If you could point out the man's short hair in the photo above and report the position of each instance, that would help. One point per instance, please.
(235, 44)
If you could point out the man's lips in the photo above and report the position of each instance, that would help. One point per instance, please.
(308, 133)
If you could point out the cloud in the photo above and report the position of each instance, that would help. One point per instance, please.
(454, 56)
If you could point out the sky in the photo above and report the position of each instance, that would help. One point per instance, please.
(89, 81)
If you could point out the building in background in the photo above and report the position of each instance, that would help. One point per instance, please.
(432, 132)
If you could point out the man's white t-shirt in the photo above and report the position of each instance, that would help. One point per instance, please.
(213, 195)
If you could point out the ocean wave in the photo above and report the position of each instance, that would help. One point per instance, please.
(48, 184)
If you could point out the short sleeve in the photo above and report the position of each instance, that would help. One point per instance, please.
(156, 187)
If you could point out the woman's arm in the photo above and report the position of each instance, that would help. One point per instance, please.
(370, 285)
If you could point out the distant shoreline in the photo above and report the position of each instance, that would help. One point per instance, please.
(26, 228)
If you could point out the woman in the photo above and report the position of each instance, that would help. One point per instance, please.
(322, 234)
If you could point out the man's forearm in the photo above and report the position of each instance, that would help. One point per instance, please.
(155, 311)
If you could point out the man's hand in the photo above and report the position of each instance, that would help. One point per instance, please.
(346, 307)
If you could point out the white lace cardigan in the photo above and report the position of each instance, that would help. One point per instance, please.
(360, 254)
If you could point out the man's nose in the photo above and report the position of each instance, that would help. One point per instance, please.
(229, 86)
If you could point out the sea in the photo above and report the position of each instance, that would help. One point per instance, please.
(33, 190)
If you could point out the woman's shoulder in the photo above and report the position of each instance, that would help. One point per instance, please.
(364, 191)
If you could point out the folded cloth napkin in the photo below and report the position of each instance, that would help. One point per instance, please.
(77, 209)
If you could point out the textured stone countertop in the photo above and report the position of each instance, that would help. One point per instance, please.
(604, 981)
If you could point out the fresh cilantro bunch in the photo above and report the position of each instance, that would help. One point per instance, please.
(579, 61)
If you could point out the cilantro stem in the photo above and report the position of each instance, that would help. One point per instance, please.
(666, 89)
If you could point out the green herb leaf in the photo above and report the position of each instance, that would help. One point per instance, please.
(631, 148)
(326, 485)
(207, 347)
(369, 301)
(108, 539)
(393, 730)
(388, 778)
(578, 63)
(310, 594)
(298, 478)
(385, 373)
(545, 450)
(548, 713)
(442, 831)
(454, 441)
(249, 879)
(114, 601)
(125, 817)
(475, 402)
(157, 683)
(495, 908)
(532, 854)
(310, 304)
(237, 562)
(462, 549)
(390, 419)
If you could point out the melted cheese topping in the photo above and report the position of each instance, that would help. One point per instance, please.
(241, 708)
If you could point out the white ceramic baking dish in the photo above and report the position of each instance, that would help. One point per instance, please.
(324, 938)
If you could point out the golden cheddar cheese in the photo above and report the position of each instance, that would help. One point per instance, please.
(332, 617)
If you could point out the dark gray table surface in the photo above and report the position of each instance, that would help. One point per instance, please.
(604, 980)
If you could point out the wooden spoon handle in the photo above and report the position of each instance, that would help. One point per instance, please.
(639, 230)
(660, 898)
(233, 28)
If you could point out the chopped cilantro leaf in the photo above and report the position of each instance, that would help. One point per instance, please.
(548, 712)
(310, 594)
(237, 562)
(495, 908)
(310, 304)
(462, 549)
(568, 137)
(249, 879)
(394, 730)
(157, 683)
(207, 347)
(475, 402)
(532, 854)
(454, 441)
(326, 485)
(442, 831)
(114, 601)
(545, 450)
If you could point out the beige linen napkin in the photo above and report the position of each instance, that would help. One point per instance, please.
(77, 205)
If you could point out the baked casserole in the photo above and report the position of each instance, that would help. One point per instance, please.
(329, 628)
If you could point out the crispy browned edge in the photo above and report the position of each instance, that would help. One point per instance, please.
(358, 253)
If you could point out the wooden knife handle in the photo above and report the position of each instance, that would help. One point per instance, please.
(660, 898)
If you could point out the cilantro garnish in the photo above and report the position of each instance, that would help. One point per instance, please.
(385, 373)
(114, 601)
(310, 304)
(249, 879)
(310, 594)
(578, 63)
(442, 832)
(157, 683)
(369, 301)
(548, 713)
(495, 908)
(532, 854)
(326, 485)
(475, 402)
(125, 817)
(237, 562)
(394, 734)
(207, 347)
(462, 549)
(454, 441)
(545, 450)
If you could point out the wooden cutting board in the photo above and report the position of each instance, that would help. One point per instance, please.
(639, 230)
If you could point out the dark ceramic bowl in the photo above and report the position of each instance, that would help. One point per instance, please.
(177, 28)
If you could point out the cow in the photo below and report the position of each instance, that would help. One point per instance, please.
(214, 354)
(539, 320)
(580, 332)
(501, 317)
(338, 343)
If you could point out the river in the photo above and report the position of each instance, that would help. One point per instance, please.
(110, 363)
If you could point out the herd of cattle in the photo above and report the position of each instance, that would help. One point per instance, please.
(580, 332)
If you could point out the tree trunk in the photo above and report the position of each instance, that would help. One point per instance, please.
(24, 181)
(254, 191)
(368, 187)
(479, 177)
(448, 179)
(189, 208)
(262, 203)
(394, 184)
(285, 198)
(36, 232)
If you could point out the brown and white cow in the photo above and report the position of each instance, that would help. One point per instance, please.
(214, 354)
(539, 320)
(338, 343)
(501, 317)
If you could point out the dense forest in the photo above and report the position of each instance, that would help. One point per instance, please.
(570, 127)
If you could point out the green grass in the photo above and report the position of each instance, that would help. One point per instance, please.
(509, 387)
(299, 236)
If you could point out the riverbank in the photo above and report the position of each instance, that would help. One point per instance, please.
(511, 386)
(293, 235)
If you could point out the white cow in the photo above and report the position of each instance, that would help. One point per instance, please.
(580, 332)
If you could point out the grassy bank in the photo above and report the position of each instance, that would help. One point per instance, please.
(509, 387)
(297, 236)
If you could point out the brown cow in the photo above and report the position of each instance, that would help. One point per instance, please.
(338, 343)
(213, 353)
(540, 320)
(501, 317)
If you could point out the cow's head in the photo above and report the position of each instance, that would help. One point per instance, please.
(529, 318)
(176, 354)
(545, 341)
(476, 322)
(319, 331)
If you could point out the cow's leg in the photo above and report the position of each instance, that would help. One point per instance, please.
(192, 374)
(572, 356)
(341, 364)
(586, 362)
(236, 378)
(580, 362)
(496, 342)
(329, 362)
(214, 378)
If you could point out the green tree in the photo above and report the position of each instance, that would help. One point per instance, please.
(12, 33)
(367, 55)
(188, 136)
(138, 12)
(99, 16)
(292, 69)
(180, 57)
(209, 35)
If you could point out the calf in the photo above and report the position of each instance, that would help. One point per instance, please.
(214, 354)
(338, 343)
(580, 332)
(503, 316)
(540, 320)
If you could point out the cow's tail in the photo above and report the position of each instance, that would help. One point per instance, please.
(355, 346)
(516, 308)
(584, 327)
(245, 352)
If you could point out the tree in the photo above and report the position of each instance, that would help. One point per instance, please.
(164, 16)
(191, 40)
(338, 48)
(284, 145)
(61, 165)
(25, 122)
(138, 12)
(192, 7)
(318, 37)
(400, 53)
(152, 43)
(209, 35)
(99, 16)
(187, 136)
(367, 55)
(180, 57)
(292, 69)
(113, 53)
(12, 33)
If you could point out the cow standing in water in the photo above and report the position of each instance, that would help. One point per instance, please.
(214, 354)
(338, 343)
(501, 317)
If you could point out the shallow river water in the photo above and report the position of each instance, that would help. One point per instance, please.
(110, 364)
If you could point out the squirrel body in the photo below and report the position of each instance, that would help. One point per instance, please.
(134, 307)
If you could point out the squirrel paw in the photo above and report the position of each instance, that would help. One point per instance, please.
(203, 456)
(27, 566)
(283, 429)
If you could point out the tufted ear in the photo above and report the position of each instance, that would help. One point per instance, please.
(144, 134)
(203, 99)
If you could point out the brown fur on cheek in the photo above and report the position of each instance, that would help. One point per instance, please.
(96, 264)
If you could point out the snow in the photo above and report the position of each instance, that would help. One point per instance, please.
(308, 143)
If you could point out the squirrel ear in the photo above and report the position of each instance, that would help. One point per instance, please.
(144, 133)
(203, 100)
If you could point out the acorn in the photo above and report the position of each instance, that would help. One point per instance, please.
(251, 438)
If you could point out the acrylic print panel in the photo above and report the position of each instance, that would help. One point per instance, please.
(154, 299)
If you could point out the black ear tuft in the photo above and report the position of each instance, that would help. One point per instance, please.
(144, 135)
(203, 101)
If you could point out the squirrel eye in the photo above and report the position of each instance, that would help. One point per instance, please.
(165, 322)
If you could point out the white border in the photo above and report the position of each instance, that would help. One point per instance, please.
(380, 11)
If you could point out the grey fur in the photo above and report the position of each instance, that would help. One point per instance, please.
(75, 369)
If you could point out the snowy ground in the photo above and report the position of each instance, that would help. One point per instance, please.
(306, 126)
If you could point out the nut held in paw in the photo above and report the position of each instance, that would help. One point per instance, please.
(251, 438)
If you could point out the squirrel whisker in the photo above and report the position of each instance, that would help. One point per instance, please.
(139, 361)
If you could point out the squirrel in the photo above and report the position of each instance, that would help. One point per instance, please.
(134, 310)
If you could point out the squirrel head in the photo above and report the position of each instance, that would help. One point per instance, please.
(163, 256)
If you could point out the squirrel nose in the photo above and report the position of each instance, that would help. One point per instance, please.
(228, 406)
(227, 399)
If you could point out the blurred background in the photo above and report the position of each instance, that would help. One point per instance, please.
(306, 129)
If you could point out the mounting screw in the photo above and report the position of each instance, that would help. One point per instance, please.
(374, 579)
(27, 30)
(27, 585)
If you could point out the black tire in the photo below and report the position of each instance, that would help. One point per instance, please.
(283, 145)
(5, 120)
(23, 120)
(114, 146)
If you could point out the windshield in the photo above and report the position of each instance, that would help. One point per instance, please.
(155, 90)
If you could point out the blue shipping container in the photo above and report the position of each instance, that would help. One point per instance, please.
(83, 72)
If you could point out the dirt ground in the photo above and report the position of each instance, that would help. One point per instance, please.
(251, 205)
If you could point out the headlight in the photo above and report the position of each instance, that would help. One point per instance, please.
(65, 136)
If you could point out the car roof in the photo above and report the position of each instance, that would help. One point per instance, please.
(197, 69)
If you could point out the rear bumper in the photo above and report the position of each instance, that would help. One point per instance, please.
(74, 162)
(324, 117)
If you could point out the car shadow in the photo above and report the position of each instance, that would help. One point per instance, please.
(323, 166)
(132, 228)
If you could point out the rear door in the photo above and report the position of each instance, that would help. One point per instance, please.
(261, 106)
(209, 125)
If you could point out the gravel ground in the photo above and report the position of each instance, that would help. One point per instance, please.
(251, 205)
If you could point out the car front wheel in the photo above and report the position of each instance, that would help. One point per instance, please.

TASK TO CARRY OUT:
Copy the records word for word, from the line containing "If you could point out the black tire" through the end of the records, with both ends included.

TASK RESULT:
If you could point out the black tire in the photo below and report the position of each instance, that would help. One point per instance, please.
(283, 145)
(5, 120)
(23, 120)
(114, 146)
If you could point out the windshield in the photo above and report the position of each instance, that would help. One point per instance, please.
(155, 90)
If you could point out the blue shipping container in the photo above and report the position of each instance, that would help. One point per instance, please.
(83, 72)
If you could point out the dirt ground in the photo above and report the position of each instance, that would help. One point per instance, please.
(251, 205)
If you could point out the headlight in the photo above and report the position of each instance, that would help. One point per instance, please.
(65, 136)
If you could point out the car roof in the photo above and report the position of each instance, that would help. One point per instance, please.
(197, 69)
If you could point out the rear bumper in the photo above and report the position of each instance, that would help. One point per instance, please.
(74, 162)
(324, 117)
If you could point out the car shadow in the photo above and report the position of each instance, that would help. One point per instance, please.
(323, 166)
(132, 228)
If you could point out the rear door in the photo above and report the position of each instance, that would help. One point per instance, please.
(261, 106)
(209, 125)
If you could point out the gravel ground in the photo above and report the position of each instance, that would help. One point per instance, please.
(251, 205)
If you could point out the car front wheel in the photo above and report the position of each instance, that would help. One point per instance, please.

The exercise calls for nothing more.